### Aim of the task
Rewrite everything from the line containing "Carefully examine the image and outline every green fence" down through the end of the data, both ends included. Multiply each bounding-box coordinate by 0.55 and round it to a whole number, with halves rounded up, and keep all other text unchanged.

· · · · · · ·

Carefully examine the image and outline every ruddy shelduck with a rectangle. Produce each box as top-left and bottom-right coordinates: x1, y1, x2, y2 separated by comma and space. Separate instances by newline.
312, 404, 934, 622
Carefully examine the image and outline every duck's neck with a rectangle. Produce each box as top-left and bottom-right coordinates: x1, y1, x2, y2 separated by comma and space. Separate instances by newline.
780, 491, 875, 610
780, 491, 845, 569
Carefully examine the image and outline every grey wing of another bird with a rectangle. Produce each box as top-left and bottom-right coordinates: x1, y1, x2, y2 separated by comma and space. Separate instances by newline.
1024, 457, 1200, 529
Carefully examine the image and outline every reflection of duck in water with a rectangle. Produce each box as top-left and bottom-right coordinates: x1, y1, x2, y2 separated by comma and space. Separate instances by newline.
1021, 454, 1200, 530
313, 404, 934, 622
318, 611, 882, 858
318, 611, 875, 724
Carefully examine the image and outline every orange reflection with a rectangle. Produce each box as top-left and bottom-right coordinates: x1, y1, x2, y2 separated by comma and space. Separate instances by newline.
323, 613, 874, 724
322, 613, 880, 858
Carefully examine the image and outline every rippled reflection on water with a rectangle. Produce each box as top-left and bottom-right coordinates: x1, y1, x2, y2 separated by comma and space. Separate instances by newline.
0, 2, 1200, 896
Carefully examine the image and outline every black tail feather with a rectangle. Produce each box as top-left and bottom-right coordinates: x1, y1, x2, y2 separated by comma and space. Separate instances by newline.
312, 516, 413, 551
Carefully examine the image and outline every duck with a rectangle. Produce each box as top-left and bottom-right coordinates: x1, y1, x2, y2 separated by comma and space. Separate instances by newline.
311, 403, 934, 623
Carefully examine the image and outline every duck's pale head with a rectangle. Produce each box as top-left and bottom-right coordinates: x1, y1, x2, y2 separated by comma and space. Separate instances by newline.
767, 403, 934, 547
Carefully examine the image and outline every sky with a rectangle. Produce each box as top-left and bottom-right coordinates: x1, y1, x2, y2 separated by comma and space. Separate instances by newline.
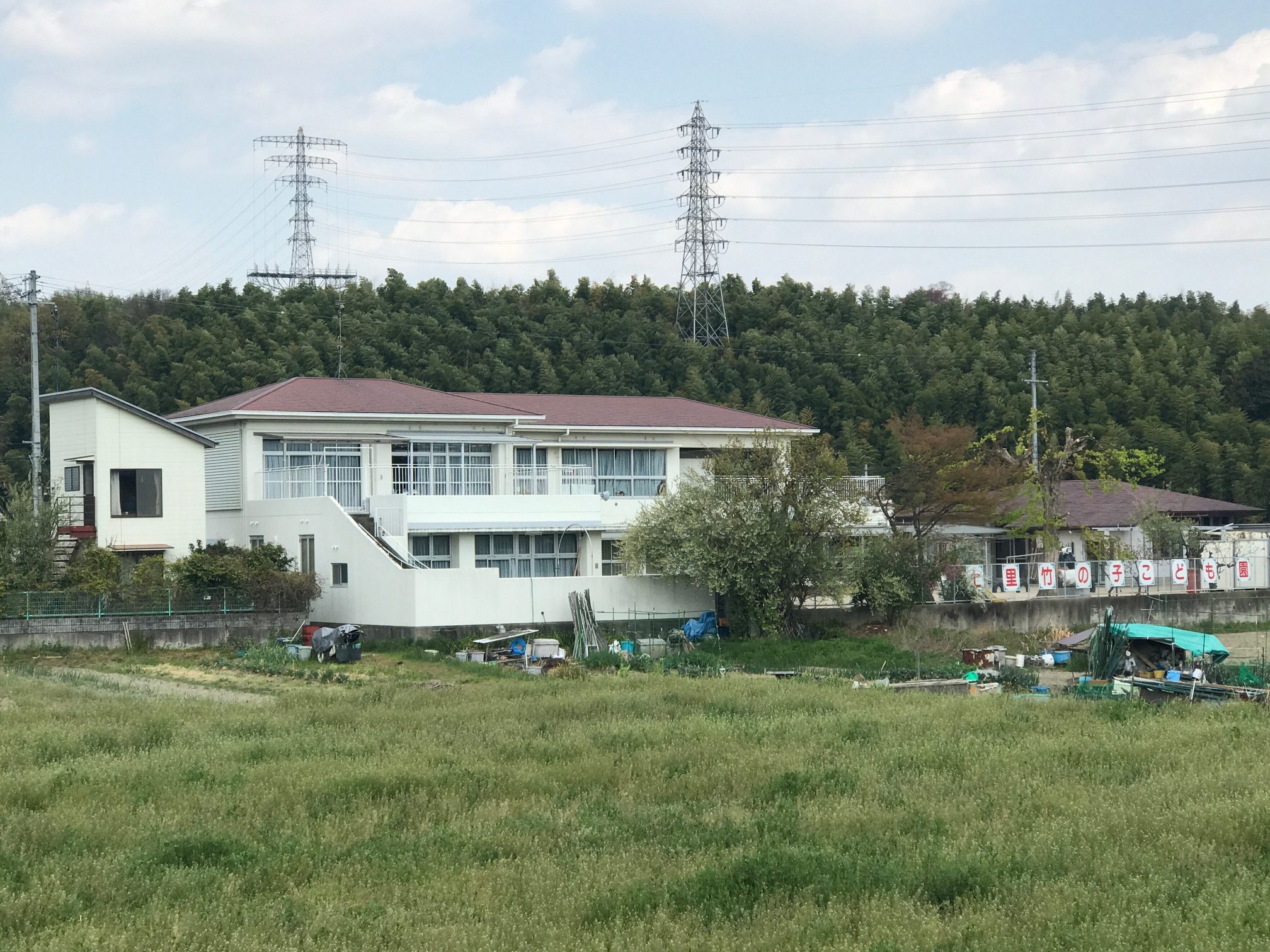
0, 0, 1270, 307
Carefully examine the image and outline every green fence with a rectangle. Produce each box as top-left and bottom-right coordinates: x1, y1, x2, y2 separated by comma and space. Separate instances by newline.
0, 589, 255, 618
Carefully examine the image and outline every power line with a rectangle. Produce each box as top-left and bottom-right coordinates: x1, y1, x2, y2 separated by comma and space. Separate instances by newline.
734, 237, 1270, 251
731, 205, 1270, 225
345, 152, 670, 183
726, 140, 1270, 175
338, 221, 674, 245
348, 175, 669, 205
349, 128, 676, 164
712, 38, 1266, 109
725, 84, 1270, 130
728, 111, 1270, 152
314, 198, 672, 226
728, 178, 1270, 202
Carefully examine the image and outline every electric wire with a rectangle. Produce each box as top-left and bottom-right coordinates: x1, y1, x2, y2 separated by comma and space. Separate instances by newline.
724, 176, 1270, 202
723, 84, 1270, 130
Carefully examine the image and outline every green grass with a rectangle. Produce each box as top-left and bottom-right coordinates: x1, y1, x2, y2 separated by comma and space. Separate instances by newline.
0, 656, 1270, 952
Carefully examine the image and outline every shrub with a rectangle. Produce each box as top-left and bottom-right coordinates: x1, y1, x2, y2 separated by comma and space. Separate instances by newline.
62, 545, 122, 596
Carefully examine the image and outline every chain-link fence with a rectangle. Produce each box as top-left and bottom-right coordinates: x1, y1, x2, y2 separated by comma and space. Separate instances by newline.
0, 587, 255, 618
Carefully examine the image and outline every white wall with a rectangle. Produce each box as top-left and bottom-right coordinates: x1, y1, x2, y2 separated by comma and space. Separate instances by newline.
209, 496, 712, 627
49, 397, 207, 558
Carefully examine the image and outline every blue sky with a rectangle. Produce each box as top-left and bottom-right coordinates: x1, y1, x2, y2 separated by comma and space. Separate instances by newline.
0, 0, 1270, 305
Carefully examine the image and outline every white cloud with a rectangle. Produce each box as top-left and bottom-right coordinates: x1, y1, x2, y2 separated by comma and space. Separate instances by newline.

· · · · · · ·

### Written answer
Carefully examine the image and outline every green fence with a rectangle. Produce each box as top-left and bottom-right coordinates: x1, y1, x2, y2 separated by comma and space. Separate instances by newline.
0, 324, 140, 340
Carefully examine the image and outline every power line with a rectangle. Produce each box as top-left and bottom-right coordinates: x1, y1, x2, y2 separated by comma and space. Separate instances by newline.
404, 130, 699, 138
402, 113, 699, 124
190, 84, 369, 101
399, 77, 699, 96
186, 122, 371, 135
191, 96, 368, 113
192, 70, 372, 90
392, 21, 696, 60
399, 46, 699, 72
400, 61, 699, 84
173, 109, 370, 124
400, 98, 699, 111
Carefully examine the image and outline every electric wire with a rectangle. Produce each box as top-left and bottom-right coordinates: x1, y1, x2, y2 separated by comma and space. Separate instances by newline.
398, 97, 699, 111
398, 46, 699, 72
Carefully examine the image and outline every green grass with a rectangle. Produce each box as top-left and bottom-right coordinates: x1, y1, x2, y2 separated by comma and space. Separate instances by newline.
0, 361, 699, 524
Carefully examine the image and outline every shrub with a rectangle. Produce each box as top-left and bottom-right coordinates: x1, y1, x2, y2 separated by comma and space. Separate instances by newline.
34, 300, 67, 328
Carefully examine the image and outline every chain-link fence with a rectangle. Produce each box as top-left and bottom-right coordinates: x1, y1, x2, y2 separated by comma and space. Separate instances by newline.
0, 323, 140, 340
Carefully examine the image and outline every white wall with a rectangle. Produce each box as top-left and bottom-right coordinates: x1, y1, x2, y2 separated by comma and space. Separate instances by newline.
115, 273, 392, 345
27, 218, 114, 307
Carefully examine the image and outline every blue sky with a rectangle. Produce each box as top-left and bottom-right coordinates: x1, y1, x2, y2 separated by comma and space. Separate instances by newline.
0, 0, 699, 168
Carefully examine the image and outline every white cloud with a rectangle. Produce each box as top-left and bottom-right coordinates: x1, y1, x2, y2 separated by comma and space. Separate instances by newline.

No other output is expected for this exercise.